___ TEXTO PARA LER ___

Jorge Soares: A IGP um projeto que começou em 1986, quando se começou a sentir o efeito da pré-adesão à Comunidade Económica Europeia (CEE). Percebemos que tínhamos muito a fazer em relação às nossas maçãs. Tínhamos uma produtividade baixa e não éramos competitivos e um nível de associativismo de 12%, ou seja, apenas 12% dos produtores organizados, sem capacidade organizacional,nem de acesso ao mercado. Nessa altura – anos 80 do século XX – as nossas maçãs eram de variedades antigas, trabalhadas num regime pouco técnico e profissional, porque o mercado, com as fronteiras fechadas, não obrigava a grande evolução.

AN: E como era o fruto nessa altura?

JS: Eram maçãs muito pequenas, com mau aspeto, com pouca cor e deficiente normalização, mas sabíamos que muitos comerciantes preferiam as nossas maçãs a outras. Além disso, sabíamos que as nossas maçãs, pelas suas características, se conservavam mais tempo. Nessa época, as maçãs que se produziam em Portugal, comercializavam-se até dezembro e janeiro, podendo ir as da região até março e abril, apenaspelas características do próprio produto. E é nesta altura que percebemos que estávamos tão distantes daquilo que era a maçã europeia, organizada na ordem dos 60 a 80%, com de níveis de produtividade quase três vezes maior que Portugal, com uma apresentação e normalização invejáveis.

AN: Quando é que chega o reconhecimento da IGP?

JS: Imediatamente após aquele período de pré-adesão à então CEE (atualmente UE)e se abriram as fronteiras para as frutas e legumes, de um dia para o outro passamos a competir com uma realidade completamente diferente da nossa, mais qualitativa, competitiva e profissional. Grande parte dos produtores começaram a ter dificuldades de escoamento do produto, os preços baixaram, e a exigência aumentou. Surgiram imensas empresas a importar, sobretudo de Espanha. Tivemos então de criar um mecanismo na Região que protegesse as nossas especificidades. Precisámos de modernizar o setor, fazer novos pomares, criar empress profissionais e consequentemente formarorganizações de produtores. E fizemo-lo. Mas entendemos que não era suficiente e, paralelamente, tínhamos de criar um “chapéu” que nos protegesse e que nos identificasse enquanto uma origem e região com características específicas. O reconhecimento chegou em 1992.

AN: Quanto tempo demorou esse trabalho?

___ ITENS LISTADOS ___

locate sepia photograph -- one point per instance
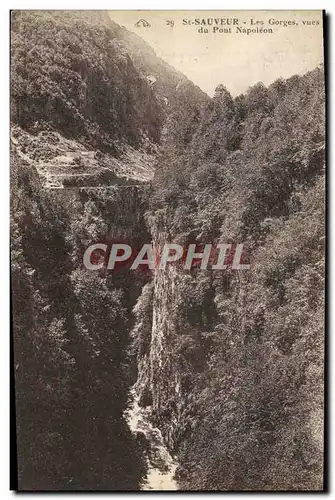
(167, 234)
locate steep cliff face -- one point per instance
(232, 362)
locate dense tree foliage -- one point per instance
(71, 326)
(71, 73)
(249, 344)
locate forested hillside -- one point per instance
(244, 348)
(229, 364)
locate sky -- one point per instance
(236, 60)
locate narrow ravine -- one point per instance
(161, 466)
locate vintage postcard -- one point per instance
(168, 250)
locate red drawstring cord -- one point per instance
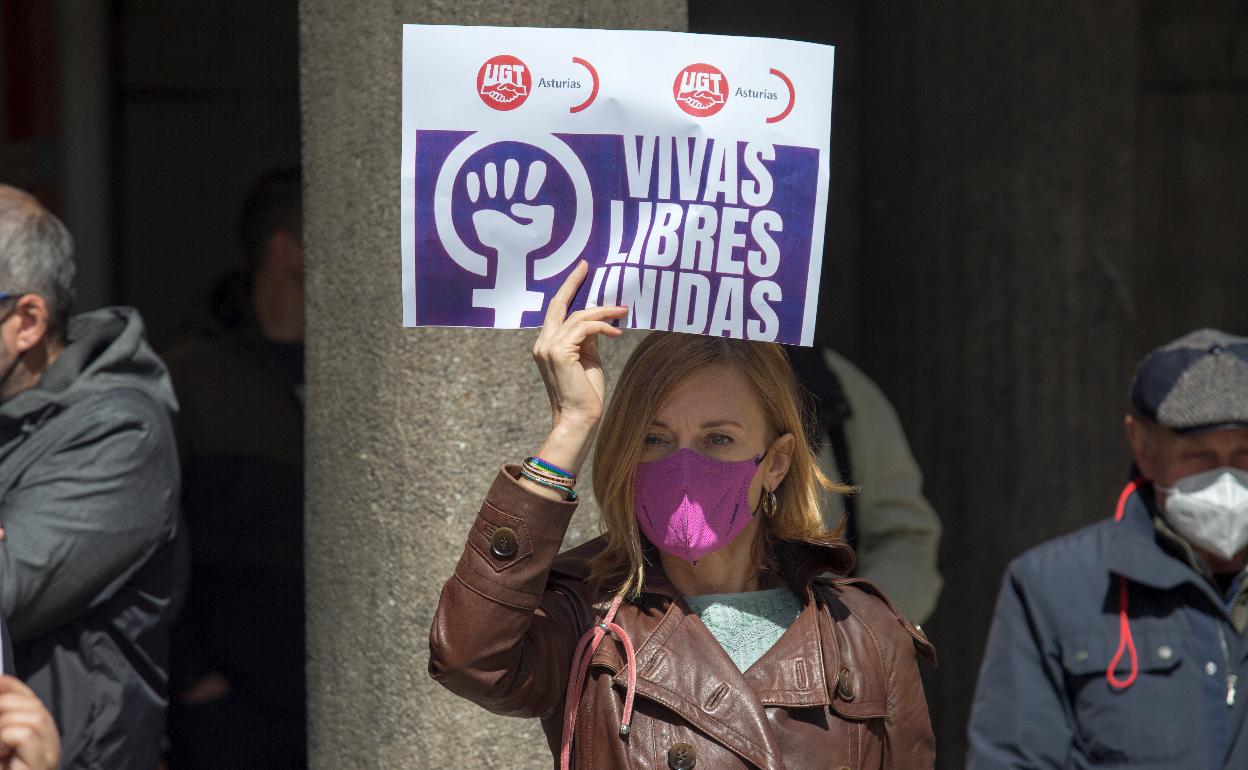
(585, 649)
(1126, 642)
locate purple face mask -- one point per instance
(690, 504)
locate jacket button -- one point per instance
(682, 756)
(845, 688)
(504, 543)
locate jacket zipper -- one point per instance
(1232, 678)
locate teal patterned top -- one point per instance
(749, 623)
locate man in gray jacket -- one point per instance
(89, 488)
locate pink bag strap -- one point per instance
(585, 649)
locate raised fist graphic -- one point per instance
(513, 233)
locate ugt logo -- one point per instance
(503, 82)
(700, 90)
(524, 201)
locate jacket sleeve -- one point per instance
(87, 513)
(499, 637)
(907, 733)
(1018, 718)
(897, 529)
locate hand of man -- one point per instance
(28, 735)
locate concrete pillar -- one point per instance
(997, 308)
(404, 428)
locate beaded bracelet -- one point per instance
(539, 468)
(563, 488)
(549, 467)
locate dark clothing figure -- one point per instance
(241, 436)
(89, 575)
(1061, 685)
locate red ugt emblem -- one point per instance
(700, 90)
(504, 82)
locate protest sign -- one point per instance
(689, 170)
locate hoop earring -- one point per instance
(769, 503)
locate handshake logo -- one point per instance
(700, 90)
(514, 199)
(503, 82)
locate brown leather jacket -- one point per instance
(840, 689)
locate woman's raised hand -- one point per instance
(567, 356)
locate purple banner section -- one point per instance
(693, 233)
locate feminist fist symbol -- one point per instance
(514, 236)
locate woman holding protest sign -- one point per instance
(703, 628)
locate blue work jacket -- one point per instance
(1045, 696)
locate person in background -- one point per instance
(238, 647)
(1123, 644)
(89, 483)
(28, 734)
(891, 526)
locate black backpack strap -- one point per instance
(829, 409)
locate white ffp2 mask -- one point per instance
(1211, 509)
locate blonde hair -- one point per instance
(660, 362)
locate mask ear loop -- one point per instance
(1126, 642)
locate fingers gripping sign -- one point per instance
(572, 370)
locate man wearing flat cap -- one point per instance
(1123, 644)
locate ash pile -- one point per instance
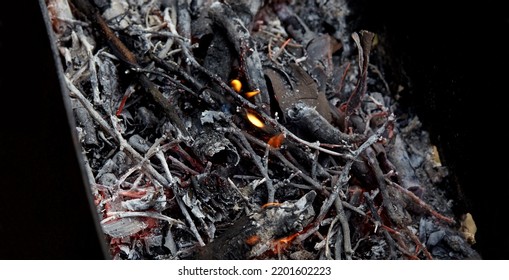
(249, 130)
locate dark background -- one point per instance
(44, 207)
(457, 62)
(454, 55)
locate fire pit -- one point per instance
(250, 130)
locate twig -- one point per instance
(121, 215)
(347, 244)
(378, 222)
(420, 203)
(192, 226)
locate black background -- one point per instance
(457, 60)
(44, 209)
(455, 55)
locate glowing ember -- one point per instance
(236, 85)
(255, 120)
(276, 141)
(250, 94)
(252, 240)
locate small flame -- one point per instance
(255, 120)
(276, 141)
(250, 94)
(236, 85)
(271, 204)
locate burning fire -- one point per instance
(250, 94)
(255, 120)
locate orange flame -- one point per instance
(236, 85)
(255, 120)
(250, 94)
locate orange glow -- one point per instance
(276, 141)
(250, 94)
(236, 85)
(252, 240)
(255, 120)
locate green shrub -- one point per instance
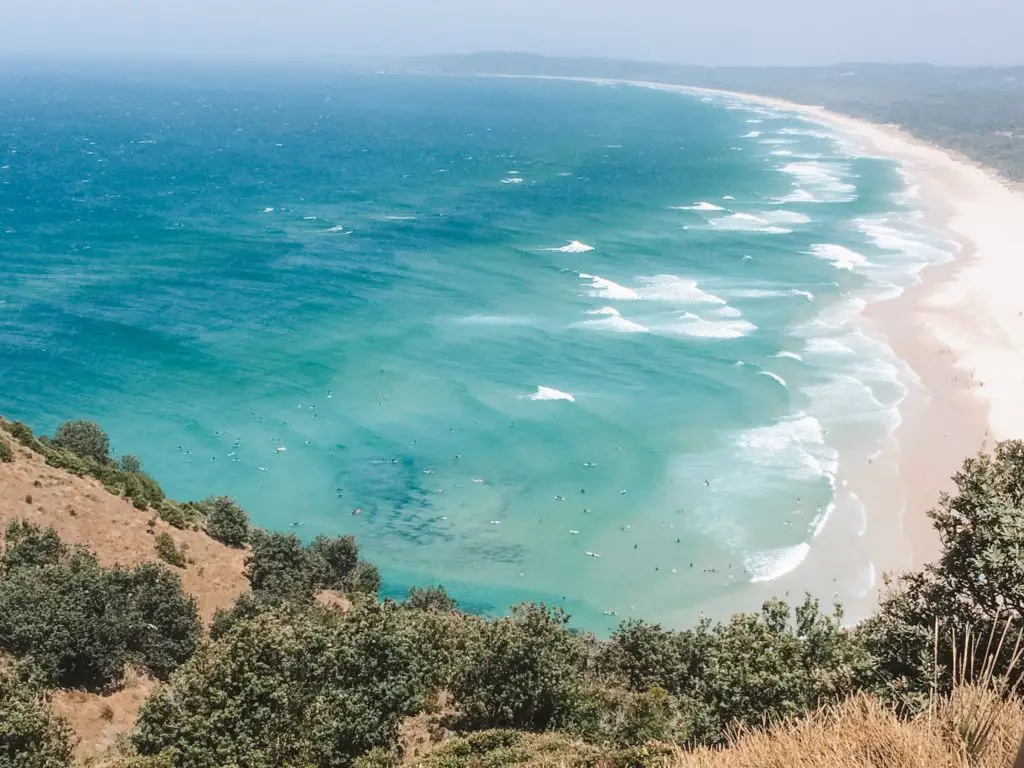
(31, 735)
(366, 580)
(975, 586)
(168, 551)
(23, 434)
(523, 672)
(279, 565)
(226, 521)
(84, 438)
(340, 556)
(775, 664)
(78, 625)
(302, 686)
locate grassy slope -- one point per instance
(82, 511)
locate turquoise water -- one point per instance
(514, 324)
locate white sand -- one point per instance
(976, 312)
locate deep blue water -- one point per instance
(399, 281)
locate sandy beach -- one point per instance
(960, 331)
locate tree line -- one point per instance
(281, 679)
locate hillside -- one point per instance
(83, 512)
(261, 670)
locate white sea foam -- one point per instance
(611, 320)
(694, 326)
(674, 289)
(776, 377)
(747, 222)
(727, 311)
(840, 256)
(574, 247)
(824, 345)
(701, 206)
(548, 393)
(600, 287)
(794, 446)
(818, 182)
(768, 293)
(767, 565)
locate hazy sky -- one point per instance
(712, 32)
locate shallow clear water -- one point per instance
(511, 322)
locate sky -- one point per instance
(696, 32)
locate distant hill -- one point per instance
(978, 112)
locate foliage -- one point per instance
(975, 586)
(431, 598)
(226, 521)
(773, 664)
(168, 551)
(298, 685)
(84, 438)
(279, 565)
(31, 735)
(23, 434)
(521, 672)
(366, 580)
(78, 624)
(340, 556)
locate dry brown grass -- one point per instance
(96, 720)
(974, 728)
(82, 511)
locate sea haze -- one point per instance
(543, 340)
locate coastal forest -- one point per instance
(298, 663)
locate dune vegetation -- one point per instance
(302, 665)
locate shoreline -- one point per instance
(945, 328)
(957, 330)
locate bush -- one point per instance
(31, 735)
(523, 672)
(226, 521)
(84, 438)
(776, 664)
(78, 625)
(279, 565)
(340, 555)
(366, 580)
(975, 587)
(23, 434)
(168, 551)
(300, 686)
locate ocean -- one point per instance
(596, 345)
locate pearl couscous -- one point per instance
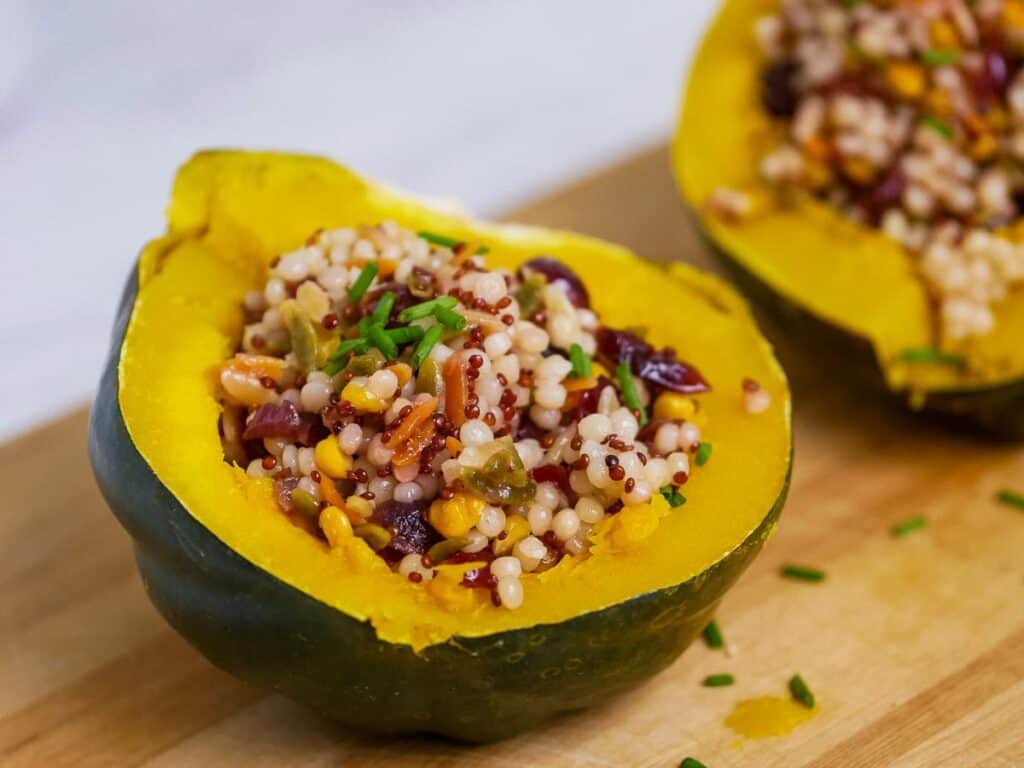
(396, 390)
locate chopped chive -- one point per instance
(404, 335)
(383, 342)
(718, 681)
(704, 453)
(939, 126)
(337, 359)
(630, 394)
(580, 360)
(451, 318)
(383, 309)
(367, 274)
(431, 337)
(426, 308)
(802, 572)
(1011, 499)
(801, 692)
(939, 56)
(905, 526)
(930, 354)
(713, 635)
(445, 241)
(673, 497)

___

### PEDIDO ESCRITO 1
Transcreva da entrevista o trecho que começa em "JS: Eram maçãs" e segue até "reconhecimento da IGP?".
### PEDIDO ESCRITO 2
Traduza para inglês esta frase da entrevista: "Além disso, sabíamos que as nossas maçãs, pelas suas características, se conservavam mais tempo."
### PEDIDO ESCRITO 3
Resuma a entrevista em duas frases.

### RESPOSTA CORRETA 1
JS: Eram maçãs muito pequenas, com mau aspeto, com pouca cor e deficiente normalização, mas sabíamos que muitos comerciantes preferiam as nossas maçãs a outras. Além disso, sabíamos que as nossas maçãs, pelas suas características, se conservavam mais tempo. Nessa época, as maçãs que se produziam em Portugal, comercializavam-se até dezembro e janeiro, podendo ir as da região até março e abril, apenaspelas características do próprio produto. E é nesta altura que percebemos que estávamos tão distantes daquilo que era a maçã europeia, organizada na ordem dos 60 a 80%, com de níveis de produtividade quase três vezes maior que Portugal, com uma apresentação e normalização invejáveis.

AN: Quando é que chega o reconhecimento da IGP?

### RESPOSTA CORRETA 2
Furthermore, we knew that our apples, because of their characteristics, kept for longer.

### RESPOSTA CORRETA 3
O projeto da IGP começou em 1986, quando, com a pré-adesão à CEE, os produtores perceberam que as suas maçãs tinham baixa produtividade, pouca organização e mau aspeto em comparação com a maçã europeia. Com a abertura das fronteiras e o aumento da concorrência, a região modernizou o setor e criou uma proteção que a identificasse como origem com características específicas, e o reconhecimento chegou em 1992.